# What the exercise asks
Lay out the rows below as a numbered list, skipping blank lines. Leave the pictures out of your answer.

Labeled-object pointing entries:
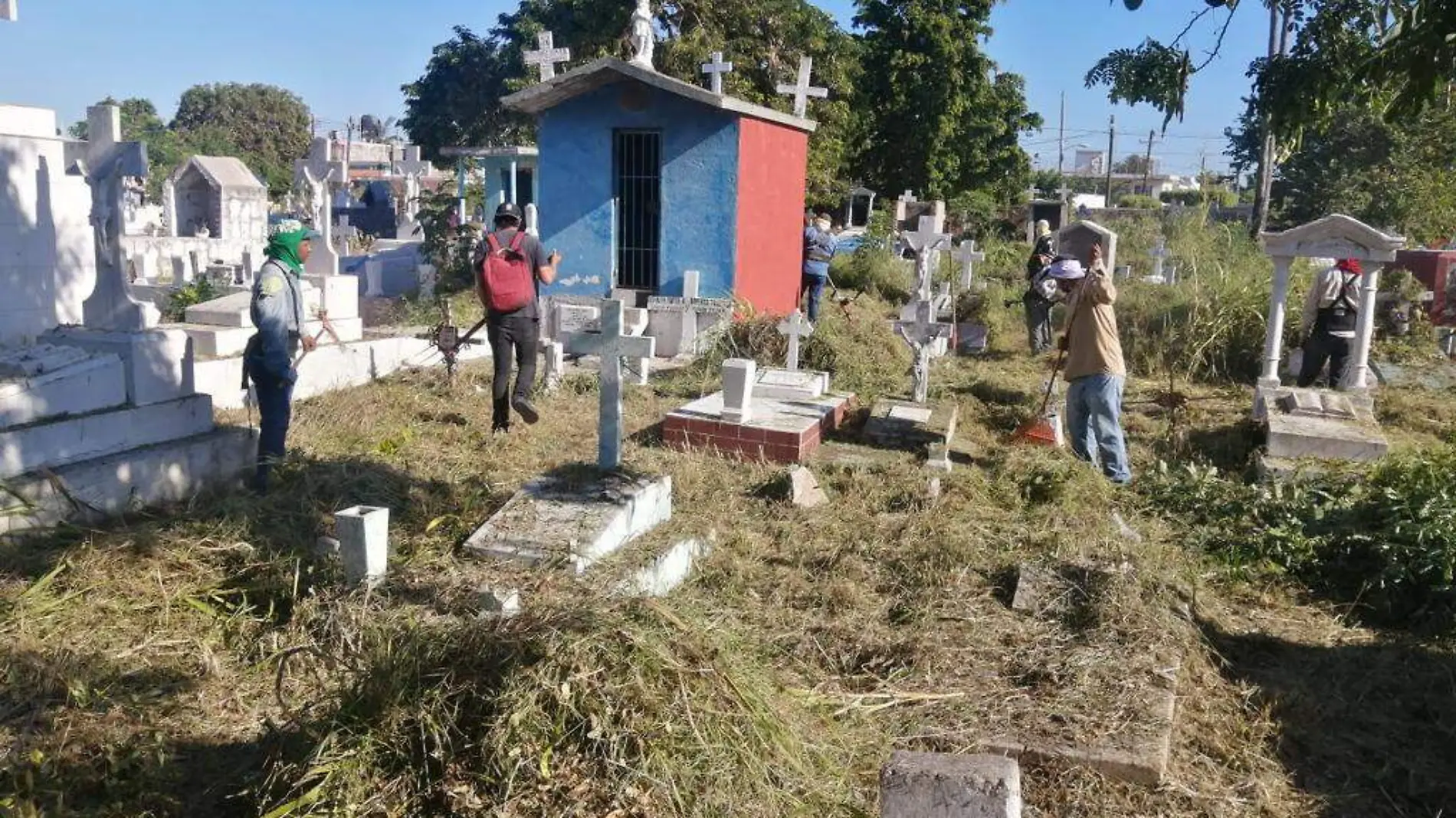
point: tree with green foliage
(938, 118)
(456, 101)
(268, 127)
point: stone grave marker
(795, 326)
(739, 379)
(612, 344)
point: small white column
(1357, 378)
(1274, 331)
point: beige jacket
(1094, 347)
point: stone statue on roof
(641, 35)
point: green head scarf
(284, 240)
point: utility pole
(1148, 165)
(1062, 139)
(1111, 146)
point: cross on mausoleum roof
(715, 69)
(802, 90)
(548, 56)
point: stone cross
(715, 69)
(969, 257)
(922, 335)
(925, 244)
(795, 326)
(548, 56)
(107, 165)
(802, 90)
(1159, 252)
(612, 344)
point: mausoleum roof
(221, 172)
(611, 70)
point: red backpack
(507, 274)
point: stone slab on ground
(95, 489)
(87, 437)
(902, 424)
(791, 384)
(781, 431)
(933, 785)
(95, 383)
(574, 523)
(1146, 764)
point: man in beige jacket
(1095, 373)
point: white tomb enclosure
(47, 249)
(215, 208)
(1331, 237)
(100, 418)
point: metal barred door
(638, 169)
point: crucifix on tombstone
(548, 56)
(925, 244)
(969, 257)
(922, 335)
(802, 90)
(107, 168)
(715, 69)
(612, 344)
(795, 326)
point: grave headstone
(612, 344)
(739, 379)
(795, 326)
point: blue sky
(349, 57)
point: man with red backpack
(510, 265)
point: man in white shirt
(1328, 323)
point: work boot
(526, 411)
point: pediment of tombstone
(1334, 236)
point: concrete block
(100, 434)
(158, 363)
(930, 785)
(98, 381)
(667, 571)
(363, 533)
(97, 489)
(553, 520)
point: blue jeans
(274, 415)
(815, 286)
(1094, 424)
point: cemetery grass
(207, 661)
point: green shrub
(1383, 538)
(187, 296)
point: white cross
(969, 257)
(795, 326)
(920, 335)
(548, 56)
(1159, 252)
(801, 90)
(925, 244)
(612, 344)
(715, 70)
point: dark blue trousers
(274, 415)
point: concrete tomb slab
(572, 522)
(781, 431)
(932, 785)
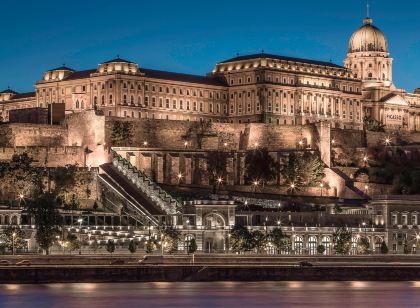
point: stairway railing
(160, 197)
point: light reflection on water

# Solved problem
1. point: tree with green foliage
2. (938, 118)
3. (456, 101)
4. (268, 127)
5. point: stone grave marker
6. (795, 326)
7. (739, 379)
8. (612, 344)
9. point: small white column
10. (1357, 378)
11. (1274, 331)
12. point: beige jacket
13. (1094, 347)
14. point: stone statue on roof
15. (641, 35)
16. point: green head scarf
17. (284, 240)
18. point: utility pole
19. (1148, 165)
20. (1062, 139)
21. (1111, 146)
22. point: cross on mausoleum roof
23. (715, 69)
24. (802, 90)
25. (548, 56)
26. point: stone cross
27. (715, 69)
28. (969, 257)
29. (922, 335)
30. (925, 244)
31. (795, 326)
32. (548, 56)
33. (107, 165)
34. (802, 90)
35. (1159, 252)
36. (612, 344)
37. point: mausoleum roof
38. (221, 172)
39. (611, 70)
40. point: red backpack
41. (507, 274)
42. point: stone slab on ground
43. (95, 489)
44. (87, 437)
45. (902, 424)
46. (791, 384)
47. (781, 431)
48. (933, 785)
49. (95, 383)
50. (574, 523)
51. (1146, 764)
52. point: man in beige jacket
53. (1095, 373)
54. point: white tomb enclosure
55. (47, 249)
56. (215, 208)
57. (1331, 237)
58. (100, 418)
59. point: metal barred door
60. (638, 169)
61. point: crucifix on tombstone
62. (548, 56)
63. (925, 244)
64. (969, 257)
65. (922, 335)
66. (802, 90)
67. (107, 168)
68. (715, 69)
69. (612, 344)
70. (795, 326)
71. point: grave headstone
72. (612, 344)
73. (739, 379)
74. (795, 326)
75. point: blue sky
76. (349, 57)
77. point: man with red backpack
78. (510, 265)
79. point: man in white shirt
80. (1328, 323)
81. point: work boot
82. (526, 411)
83. point: pediment of tombstone
84. (1334, 236)
85. point: concrete block
86. (100, 434)
87. (158, 363)
88. (930, 785)
89. (98, 381)
90. (667, 571)
91. (363, 533)
92. (97, 489)
93. (553, 520)
94. point: blue jeans
95. (274, 415)
96. (815, 286)
97. (1094, 424)
98. point: cemetery grass
99. (207, 661)
100. point: green shrub
101. (1383, 538)
102. (187, 296)
103. point: white cross
104. (969, 257)
105. (795, 326)
106. (920, 335)
107. (548, 56)
108. (1159, 252)
109. (801, 90)
110. (925, 244)
111. (612, 344)
112. (715, 70)
113. point: dark blue trousers
114. (274, 415)
115. point: concrete tomb slab
116. (572, 522)
117. (781, 431)
118. (932, 785)
119. point: stairway railing
120. (160, 197)
121. point: light reflection on water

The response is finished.